* _PROBLEM DESCRIPTION_
Change "rock face" to "cliff" in the data from the line with "Outline every instance of the rock face." to the line with "M 102 39 L 92", keeping all else the same. Leave the pictures out.

(Segmentation dataset excerpts)
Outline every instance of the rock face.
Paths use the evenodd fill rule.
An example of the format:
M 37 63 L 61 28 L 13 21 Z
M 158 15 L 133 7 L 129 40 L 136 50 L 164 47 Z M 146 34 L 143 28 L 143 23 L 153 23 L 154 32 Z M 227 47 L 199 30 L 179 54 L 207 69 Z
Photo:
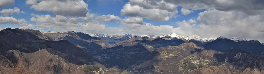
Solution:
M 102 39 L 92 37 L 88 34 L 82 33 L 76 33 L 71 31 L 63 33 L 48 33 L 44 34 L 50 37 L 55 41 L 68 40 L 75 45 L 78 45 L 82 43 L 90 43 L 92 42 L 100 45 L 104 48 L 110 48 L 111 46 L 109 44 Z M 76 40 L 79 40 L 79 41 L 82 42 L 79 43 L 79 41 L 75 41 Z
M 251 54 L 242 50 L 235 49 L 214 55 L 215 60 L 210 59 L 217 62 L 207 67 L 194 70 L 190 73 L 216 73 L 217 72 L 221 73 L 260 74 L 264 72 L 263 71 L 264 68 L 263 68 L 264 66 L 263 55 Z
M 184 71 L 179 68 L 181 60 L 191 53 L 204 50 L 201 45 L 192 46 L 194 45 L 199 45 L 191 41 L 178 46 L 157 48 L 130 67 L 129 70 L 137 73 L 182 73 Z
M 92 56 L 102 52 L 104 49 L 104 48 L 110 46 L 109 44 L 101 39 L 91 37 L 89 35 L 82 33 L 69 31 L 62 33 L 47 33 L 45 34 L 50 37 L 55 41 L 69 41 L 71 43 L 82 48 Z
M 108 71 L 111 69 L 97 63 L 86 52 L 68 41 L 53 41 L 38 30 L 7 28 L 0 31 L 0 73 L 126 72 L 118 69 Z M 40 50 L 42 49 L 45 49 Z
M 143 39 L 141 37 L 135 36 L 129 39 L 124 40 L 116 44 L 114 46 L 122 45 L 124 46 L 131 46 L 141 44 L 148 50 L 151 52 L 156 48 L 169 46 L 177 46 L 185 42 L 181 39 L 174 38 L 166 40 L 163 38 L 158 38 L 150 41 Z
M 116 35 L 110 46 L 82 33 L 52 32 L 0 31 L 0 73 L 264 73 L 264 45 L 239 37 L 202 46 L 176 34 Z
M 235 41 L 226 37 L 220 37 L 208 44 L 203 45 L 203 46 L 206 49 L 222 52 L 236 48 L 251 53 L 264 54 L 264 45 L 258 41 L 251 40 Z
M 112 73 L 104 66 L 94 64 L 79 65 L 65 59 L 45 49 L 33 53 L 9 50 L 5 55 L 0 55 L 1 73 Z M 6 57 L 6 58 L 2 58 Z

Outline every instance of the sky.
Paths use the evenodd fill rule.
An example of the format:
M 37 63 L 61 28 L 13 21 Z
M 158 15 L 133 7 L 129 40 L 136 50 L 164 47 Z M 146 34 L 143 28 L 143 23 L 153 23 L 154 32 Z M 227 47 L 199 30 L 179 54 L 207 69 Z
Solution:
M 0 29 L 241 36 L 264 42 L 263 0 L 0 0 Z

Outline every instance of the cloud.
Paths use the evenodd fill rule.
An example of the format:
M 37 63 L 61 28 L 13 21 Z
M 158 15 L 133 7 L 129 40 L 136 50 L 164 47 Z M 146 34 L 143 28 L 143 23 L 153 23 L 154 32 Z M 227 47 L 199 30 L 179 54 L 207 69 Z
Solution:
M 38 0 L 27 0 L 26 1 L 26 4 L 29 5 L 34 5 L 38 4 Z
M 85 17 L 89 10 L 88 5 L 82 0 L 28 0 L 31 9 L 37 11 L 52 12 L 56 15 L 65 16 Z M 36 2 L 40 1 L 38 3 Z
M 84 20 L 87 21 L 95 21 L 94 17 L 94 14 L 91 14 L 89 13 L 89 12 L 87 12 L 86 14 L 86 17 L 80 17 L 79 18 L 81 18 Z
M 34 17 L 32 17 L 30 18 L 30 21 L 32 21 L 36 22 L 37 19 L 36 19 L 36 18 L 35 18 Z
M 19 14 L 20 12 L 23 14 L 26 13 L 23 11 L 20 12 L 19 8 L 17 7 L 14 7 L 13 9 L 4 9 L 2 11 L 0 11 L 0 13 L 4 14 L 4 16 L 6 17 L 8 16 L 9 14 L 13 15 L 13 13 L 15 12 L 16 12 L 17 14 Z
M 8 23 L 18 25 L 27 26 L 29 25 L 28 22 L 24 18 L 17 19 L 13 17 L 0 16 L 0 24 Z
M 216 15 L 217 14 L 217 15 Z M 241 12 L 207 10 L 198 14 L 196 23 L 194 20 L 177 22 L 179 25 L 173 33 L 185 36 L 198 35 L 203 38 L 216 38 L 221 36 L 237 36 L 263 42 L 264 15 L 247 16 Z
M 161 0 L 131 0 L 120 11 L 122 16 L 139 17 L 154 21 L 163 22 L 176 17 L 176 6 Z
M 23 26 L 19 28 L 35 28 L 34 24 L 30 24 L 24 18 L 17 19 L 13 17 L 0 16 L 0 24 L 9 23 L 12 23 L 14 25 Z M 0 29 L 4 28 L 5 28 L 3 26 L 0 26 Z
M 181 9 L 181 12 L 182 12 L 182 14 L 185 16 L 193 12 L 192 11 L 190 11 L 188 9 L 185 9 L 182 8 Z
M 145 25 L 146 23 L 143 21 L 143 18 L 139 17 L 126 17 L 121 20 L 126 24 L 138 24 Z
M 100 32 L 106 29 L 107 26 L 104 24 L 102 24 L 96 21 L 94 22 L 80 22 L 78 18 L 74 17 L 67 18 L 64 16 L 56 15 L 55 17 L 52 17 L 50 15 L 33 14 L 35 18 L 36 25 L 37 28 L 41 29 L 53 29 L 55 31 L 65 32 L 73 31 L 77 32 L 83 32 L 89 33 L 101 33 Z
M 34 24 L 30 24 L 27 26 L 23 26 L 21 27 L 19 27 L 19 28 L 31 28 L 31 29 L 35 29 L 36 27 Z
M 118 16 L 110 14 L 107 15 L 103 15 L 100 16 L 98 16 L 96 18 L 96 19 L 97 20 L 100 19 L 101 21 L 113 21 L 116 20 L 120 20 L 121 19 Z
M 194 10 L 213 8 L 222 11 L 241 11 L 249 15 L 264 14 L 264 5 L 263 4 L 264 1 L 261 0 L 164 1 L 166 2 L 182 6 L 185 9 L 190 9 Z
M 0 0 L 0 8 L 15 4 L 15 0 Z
--
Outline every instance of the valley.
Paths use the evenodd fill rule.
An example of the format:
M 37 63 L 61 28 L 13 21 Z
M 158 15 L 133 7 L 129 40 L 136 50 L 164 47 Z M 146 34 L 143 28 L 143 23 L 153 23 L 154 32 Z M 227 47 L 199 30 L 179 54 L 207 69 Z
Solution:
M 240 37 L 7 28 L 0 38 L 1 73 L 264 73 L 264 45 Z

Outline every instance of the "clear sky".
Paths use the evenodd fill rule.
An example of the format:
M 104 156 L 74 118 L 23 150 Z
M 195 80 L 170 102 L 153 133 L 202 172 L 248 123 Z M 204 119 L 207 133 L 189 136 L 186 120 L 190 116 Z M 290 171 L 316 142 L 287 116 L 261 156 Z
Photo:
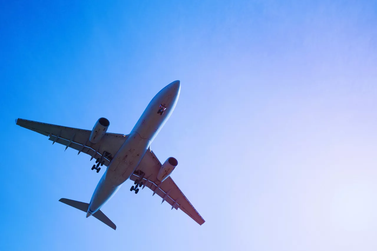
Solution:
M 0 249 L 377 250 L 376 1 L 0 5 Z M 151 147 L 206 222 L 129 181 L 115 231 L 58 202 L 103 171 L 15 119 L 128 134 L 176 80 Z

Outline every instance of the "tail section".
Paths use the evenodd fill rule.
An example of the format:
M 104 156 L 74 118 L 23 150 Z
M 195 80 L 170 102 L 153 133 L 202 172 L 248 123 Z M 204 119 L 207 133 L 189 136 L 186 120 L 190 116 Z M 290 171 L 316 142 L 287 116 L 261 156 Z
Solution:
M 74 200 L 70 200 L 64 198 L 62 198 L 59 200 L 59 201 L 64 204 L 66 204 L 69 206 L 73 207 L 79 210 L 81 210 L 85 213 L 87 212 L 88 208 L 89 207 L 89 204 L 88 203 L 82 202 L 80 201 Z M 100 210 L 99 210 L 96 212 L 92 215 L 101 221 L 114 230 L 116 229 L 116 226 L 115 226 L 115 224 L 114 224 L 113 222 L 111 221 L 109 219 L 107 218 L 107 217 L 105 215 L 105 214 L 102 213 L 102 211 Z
--
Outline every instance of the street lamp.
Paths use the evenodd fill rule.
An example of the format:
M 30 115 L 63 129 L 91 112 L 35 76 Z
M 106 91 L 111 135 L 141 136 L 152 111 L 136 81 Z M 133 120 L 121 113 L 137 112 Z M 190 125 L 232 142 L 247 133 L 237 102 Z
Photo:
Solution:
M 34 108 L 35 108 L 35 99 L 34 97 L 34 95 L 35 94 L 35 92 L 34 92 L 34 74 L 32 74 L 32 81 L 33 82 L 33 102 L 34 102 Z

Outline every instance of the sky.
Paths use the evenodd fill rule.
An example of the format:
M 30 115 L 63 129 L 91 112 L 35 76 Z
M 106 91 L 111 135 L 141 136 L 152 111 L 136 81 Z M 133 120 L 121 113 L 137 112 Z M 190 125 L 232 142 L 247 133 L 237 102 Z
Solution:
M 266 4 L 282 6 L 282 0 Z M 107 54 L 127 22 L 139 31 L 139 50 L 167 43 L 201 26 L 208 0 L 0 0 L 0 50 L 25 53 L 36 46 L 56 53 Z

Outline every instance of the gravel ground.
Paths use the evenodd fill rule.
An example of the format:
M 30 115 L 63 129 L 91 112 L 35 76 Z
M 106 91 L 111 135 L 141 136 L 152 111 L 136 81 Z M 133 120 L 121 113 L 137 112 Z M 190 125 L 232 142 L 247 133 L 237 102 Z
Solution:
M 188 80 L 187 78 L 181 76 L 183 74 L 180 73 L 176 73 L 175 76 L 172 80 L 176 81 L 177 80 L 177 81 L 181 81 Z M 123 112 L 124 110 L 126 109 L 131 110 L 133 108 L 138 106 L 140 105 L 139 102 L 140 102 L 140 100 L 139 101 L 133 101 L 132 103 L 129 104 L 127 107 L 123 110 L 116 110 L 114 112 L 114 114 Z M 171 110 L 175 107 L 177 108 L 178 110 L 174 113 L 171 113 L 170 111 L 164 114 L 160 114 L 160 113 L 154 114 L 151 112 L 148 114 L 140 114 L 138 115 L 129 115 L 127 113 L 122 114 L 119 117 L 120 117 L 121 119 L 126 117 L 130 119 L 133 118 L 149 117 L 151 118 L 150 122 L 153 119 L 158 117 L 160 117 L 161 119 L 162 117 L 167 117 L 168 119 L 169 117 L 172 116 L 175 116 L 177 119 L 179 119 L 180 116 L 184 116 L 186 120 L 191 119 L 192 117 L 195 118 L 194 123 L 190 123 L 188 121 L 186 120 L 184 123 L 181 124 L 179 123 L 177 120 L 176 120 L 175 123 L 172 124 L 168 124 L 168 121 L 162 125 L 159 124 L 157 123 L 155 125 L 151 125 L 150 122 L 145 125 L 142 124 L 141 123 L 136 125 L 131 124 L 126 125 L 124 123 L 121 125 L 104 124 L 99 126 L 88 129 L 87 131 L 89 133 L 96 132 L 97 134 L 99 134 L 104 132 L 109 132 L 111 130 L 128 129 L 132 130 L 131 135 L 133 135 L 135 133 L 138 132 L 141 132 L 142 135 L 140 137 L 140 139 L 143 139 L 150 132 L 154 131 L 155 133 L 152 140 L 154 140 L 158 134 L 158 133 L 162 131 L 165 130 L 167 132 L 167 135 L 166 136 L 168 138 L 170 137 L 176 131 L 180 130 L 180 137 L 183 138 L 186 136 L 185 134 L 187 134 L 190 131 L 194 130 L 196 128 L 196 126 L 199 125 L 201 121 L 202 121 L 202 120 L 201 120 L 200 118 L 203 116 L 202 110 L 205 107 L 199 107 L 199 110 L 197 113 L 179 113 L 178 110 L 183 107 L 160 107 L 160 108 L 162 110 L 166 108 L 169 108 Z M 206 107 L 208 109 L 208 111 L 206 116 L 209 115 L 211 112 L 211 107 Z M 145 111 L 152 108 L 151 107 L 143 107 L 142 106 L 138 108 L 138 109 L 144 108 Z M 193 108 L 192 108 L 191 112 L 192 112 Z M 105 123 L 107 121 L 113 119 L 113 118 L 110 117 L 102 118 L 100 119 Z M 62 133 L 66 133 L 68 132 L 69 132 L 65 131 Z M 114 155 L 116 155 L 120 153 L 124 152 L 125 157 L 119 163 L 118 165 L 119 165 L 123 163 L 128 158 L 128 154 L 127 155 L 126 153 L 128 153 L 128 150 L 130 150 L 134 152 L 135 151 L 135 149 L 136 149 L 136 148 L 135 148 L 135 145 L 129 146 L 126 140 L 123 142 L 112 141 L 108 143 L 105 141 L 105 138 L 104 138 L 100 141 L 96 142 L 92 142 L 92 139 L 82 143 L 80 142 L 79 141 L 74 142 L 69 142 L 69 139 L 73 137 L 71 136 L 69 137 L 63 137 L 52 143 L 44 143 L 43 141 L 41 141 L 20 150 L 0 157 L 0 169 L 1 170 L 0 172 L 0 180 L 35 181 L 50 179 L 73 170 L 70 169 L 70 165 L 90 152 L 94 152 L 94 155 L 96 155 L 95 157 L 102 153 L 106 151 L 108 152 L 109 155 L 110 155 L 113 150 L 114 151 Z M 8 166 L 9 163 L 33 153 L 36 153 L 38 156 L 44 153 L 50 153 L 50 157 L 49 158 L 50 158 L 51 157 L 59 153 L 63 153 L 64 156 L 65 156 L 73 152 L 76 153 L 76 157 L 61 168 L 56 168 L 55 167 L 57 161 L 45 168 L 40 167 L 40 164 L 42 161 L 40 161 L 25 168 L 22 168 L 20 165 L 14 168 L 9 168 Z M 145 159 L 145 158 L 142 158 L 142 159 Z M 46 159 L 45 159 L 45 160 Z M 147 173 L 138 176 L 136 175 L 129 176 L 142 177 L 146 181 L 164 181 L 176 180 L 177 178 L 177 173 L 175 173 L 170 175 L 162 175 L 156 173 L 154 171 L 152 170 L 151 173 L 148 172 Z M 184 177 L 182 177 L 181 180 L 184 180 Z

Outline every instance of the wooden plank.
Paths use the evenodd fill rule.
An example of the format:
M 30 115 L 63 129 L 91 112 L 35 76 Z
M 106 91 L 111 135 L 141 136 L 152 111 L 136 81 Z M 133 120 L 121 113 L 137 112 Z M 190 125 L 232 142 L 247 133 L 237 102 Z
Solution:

* _COMPLETED TASK_
Outline every instance of the cliff.
Paths use the evenodd fill rule.
An example of the format:
M 37 63 L 61 28 L 13 21 Z
M 158 15 L 133 7 L 129 40 L 136 50 L 164 47 Z M 146 34 L 143 28 L 143 23 L 153 23 L 154 32 Z M 227 47 L 199 30 L 179 54 L 207 69 Z
Photo:
Solution:
M 102 39 L 92 37 L 88 34 L 82 33 L 76 33 L 71 31 L 63 33 L 48 33 L 44 34 L 50 37 L 55 41 L 68 40 L 75 45 L 78 45 L 82 43 L 90 43 L 92 42 L 100 45 L 104 48 L 110 48 L 111 46 L 109 44 Z M 76 40 L 79 40 L 79 41 L 82 42 L 79 43 L 79 41 L 75 41 Z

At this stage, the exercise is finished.